* _Required task_
Arrange every line of the records below as a Markdown table with two columns, "Row" and "Line". Give the row number in the first column and the line in the second, and leave out blank lines.

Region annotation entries
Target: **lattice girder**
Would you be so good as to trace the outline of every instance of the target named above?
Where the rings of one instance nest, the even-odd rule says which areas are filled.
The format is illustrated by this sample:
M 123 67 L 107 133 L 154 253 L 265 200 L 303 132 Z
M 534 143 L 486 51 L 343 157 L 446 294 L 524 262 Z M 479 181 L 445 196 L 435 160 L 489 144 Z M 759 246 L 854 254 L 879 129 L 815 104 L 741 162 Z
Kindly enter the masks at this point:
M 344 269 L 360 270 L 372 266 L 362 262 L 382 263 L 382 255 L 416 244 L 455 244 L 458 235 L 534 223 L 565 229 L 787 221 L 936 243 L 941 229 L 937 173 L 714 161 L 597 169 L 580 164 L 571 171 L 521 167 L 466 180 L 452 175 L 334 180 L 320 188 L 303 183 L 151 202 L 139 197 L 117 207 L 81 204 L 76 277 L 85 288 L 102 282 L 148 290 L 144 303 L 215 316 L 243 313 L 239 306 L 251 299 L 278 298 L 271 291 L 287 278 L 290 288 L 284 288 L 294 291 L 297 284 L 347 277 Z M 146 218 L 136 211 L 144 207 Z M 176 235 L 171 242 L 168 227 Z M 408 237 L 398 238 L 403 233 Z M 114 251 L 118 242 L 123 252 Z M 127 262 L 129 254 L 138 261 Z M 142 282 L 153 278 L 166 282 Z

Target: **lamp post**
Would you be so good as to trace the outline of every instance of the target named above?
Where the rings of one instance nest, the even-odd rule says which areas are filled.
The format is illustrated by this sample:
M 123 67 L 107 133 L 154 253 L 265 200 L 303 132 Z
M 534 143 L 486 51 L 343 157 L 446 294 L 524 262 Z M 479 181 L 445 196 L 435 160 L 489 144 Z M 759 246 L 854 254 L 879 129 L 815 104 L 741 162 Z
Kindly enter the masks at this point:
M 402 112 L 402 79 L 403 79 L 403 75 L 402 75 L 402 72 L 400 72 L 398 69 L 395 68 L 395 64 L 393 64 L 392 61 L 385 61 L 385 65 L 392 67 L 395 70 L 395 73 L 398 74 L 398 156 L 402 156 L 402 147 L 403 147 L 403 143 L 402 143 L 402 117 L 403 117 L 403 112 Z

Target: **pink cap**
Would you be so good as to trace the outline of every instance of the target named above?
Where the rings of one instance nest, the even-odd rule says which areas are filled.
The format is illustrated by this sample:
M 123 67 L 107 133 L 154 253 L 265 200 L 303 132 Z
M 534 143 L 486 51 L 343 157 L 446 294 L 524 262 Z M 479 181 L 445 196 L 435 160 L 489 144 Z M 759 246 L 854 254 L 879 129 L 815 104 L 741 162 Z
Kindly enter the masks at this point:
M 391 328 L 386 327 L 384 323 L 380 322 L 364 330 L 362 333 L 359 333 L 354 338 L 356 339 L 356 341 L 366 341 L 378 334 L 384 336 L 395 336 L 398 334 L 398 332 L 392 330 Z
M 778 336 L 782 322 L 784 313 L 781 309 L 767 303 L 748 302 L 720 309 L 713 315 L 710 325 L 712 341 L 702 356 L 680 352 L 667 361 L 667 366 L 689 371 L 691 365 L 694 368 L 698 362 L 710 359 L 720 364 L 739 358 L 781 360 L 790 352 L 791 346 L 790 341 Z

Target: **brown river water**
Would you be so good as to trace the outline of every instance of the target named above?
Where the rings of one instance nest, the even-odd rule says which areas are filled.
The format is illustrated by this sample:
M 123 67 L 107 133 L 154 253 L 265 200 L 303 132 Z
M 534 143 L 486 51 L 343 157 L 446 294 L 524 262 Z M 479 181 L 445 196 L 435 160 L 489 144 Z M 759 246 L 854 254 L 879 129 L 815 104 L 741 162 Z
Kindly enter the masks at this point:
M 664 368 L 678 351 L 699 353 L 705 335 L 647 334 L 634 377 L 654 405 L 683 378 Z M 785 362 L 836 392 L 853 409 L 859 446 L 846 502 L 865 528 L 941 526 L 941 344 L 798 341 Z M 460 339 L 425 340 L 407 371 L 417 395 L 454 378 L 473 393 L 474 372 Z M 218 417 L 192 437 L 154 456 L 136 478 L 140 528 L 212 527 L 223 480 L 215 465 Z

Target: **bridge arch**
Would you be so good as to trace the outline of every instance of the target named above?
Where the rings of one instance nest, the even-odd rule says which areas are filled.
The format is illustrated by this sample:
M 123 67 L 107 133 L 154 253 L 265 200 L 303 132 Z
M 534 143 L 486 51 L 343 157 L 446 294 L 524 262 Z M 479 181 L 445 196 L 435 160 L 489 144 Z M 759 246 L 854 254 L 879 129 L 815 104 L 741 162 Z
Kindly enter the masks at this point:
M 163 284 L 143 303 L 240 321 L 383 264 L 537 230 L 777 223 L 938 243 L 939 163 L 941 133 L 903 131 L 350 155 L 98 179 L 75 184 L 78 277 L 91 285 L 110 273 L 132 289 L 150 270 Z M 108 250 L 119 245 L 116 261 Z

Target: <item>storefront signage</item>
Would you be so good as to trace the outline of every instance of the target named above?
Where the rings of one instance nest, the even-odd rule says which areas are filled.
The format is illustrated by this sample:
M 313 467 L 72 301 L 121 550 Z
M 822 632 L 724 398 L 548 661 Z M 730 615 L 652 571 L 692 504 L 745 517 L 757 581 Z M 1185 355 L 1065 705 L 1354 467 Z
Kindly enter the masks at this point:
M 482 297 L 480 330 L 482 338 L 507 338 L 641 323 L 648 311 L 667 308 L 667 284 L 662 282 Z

* _Exercise response_
| Row | Line |
|---|---|
| 1 | Target: **lattice girder** |
| 2 | Would you be so good as to trace the outline of every instance of the target named above? |
| 3 | Where the rings of one instance nest, the even-odd rule says which areas are filled. |
| 4 | The format is illustrated by this sample: |
| 5 | M 123 67 L 107 133 L 154 253 L 265 200 L 303 132 Z |
| 6 | M 534 143 L 486 51 L 343 157 L 446 294 L 524 262 Z M 479 181 L 445 196 L 435 160 L 489 144 Z M 759 246 L 854 254 L 879 129 L 815 104 L 741 162 Z |
| 7 | Kindly enter the masks at this point: |
| 8 | M 344 269 L 360 270 L 372 266 L 362 262 L 382 263 L 382 255 L 416 244 L 455 244 L 458 235 L 534 223 L 565 229 L 787 221 L 936 243 L 941 229 L 937 173 L 714 161 L 597 169 L 580 164 L 571 171 L 521 167 L 466 180 L 452 175 L 334 180 L 320 188 L 303 183 L 151 202 L 139 197 L 117 207 L 81 204 L 76 277 L 85 288 L 102 282 L 148 290 L 144 303 L 215 316 L 243 313 L 239 306 L 251 299 L 278 298 L 271 291 L 287 278 L 290 288 L 284 288 L 294 291 L 297 284 L 347 277 Z M 146 218 L 136 211 L 144 207 Z M 176 235 L 171 242 L 168 227 Z M 408 237 L 398 238 L 403 233 Z M 114 251 L 118 242 L 123 252 Z M 127 262 L 129 254 L 138 261 Z M 142 282 L 153 278 L 166 282 Z |
| 9 | Target: **lamp post** |
| 10 | Would you be so good as to trace the outline of every instance of the target named above? |
| 11 | Where the rings of one instance nest, the even-odd rule says which areas are filled. |
| 12 | The format is illustrated by this sample: |
| 13 | M 123 67 L 107 133 L 154 253 L 265 200 L 303 132 Z |
| 14 | M 534 143 L 486 51 L 343 157 L 446 294 L 524 262 Z M 479 181 L 445 196 L 435 160 L 489 144 Z M 759 246 L 854 254 L 879 129 L 815 104 L 741 162 Z |
| 15 | Kindly enter the masks at this point: |
| 16 | M 402 112 L 402 79 L 403 79 L 403 75 L 402 75 L 402 72 L 400 72 L 398 69 L 395 68 L 395 64 L 393 64 L 392 61 L 385 61 L 385 65 L 392 67 L 395 70 L 395 73 L 398 74 L 398 156 L 402 156 L 402 147 L 403 147 L 403 143 L 402 143 L 402 117 L 403 117 L 403 112 Z |
| 17 | Target: **pink cap** |
| 18 | Would you be so good as to trace the outline of every instance of the target named above? |
| 19 | Where the rings of one instance nest, the even-odd rule says which areas are filled. |
| 20 | The format is illustrated by this sample: |
| 21 | M 123 67 L 107 133 L 154 253 L 265 200 L 303 132 Z |
| 22 | M 534 143 L 486 51 L 343 157 L 446 294 L 524 262 Z M 479 181 L 445 196 L 435 160 L 489 144 Z M 759 246 L 854 254 L 879 129 L 815 104 L 741 162 Z |
| 23 | Kindly enter the masks at this point: |
| 24 | M 391 328 L 386 327 L 384 323 L 380 322 L 364 330 L 362 333 L 359 333 L 354 338 L 356 339 L 356 341 L 366 341 L 378 334 L 384 336 L 395 336 L 398 334 L 398 332 L 392 330 Z |
| 25 | M 778 336 L 782 322 L 784 313 L 781 309 L 767 303 L 748 302 L 720 309 L 713 315 L 710 325 L 712 341 L 702 356 L 680 352 L 667 361 L 667 366 L 689 371 L 691 365 L 694 368 L 698 362 L 710 359 L 720 364 L 739 358 L 781 360 L 790 352 L 791 346 L 790 341 Z |
| 26 | Target: **brown river water** |
| 27 | Would you be so good as to trace the outline of every instance of the target named above? |
| 28 | Where the rings of one instance nest, the even-odd rule says which areas are filled. |
| 29 | The format is illustrated by this sample: |
| 30 | M 123 67 L 107 133 L 154 253 L 265 200 L 303 132 Z |
| 31 | M 534 143 L 486 51 L 343 157 L 446 294 L 524 262 Z M 479 181 L 445 196 L 435 160 L 489 144 Z M 759 246 L 854 254 L 879 129 L 815 104 L 741 162 Z |
| 32 | Kindly enter the masks at this point: |
| 33 | M 664 368 L 678 351 L 699 353 L 705 335 L 647 334 L 634 377 L 654 405 L 683 378 Z M 785 362 L 836 392 L 853 409 L 859 446 L 846 502 L 865 528 L 941 526 L 941 344 L 798 341 Z M 460 339 L 425 340 L 407 371 L 417 395 L 454 378 L 473 393 L 474 372 Z M 218 417 L 192 437 L 154 456 L 136 478 L 140 528 L 212 527 L 223 480 L 215 465 Z |
| 34 | Target: **bridge arch** |
| 35 | Would you be so good as to trace the outline of every instance of the target named above? |
| 36 | Where the rings of one instance nest, the even-odd rule says which areas are filled. |
| 37 | The format is illustrated by this sample: |
| 38 | M 123 67 L 107 133 L 154 253 L 265 200 L 303 132 Z |
| 39 | M 534 143 L 486 51 L 343 157 L 446 294 L 524 262 Z M 479 181 L 445 196 L 435 160 L 489 144 Z M 759 246 L 854 254 L 879 129 L 815 104 L 741 162 Z |
| 40 | Kindly enter the masks at this point: |
| 41 | M 163 284 L 143 303 L 240 321 L 383 264 L 537 230 L 777 223 L 938 243 L 939 163 L 941 133 L 903 131 L 350 155 L 98 179 L 75 184 L 78 277 L 91 285 L 110 273 L 132 289 L 150 270 Z M 108 250 L 119 245 L 116 261 Z |
| 42 | Target: <item>storefront signage</item> |
| 43 | Would you be so good as to trace the outline of every instance of the target named above? |
| 44 | Where the rings of one instance nest, the even-odd rule says which areas are filled. |
| 45 | The format is illustrated by this sample: |
| 46 | M 313 467 L 72 301 L 121 550 Z |
| 47 | M 822 632 L 724 398 L 548 661 Z M 730 615 L 652 571 L 692 504 L 745 517 L 757 581 Z M 1185 355 L 1065 705 L 1354 467 Z |
| 48 | Kindly enter the masks at this point: |
| 49 | M 482 297 L 480 330 L 482 338 L 507 338 L 641 323 L 648 311 L 667 308 L 667 284 L 662 282 Z |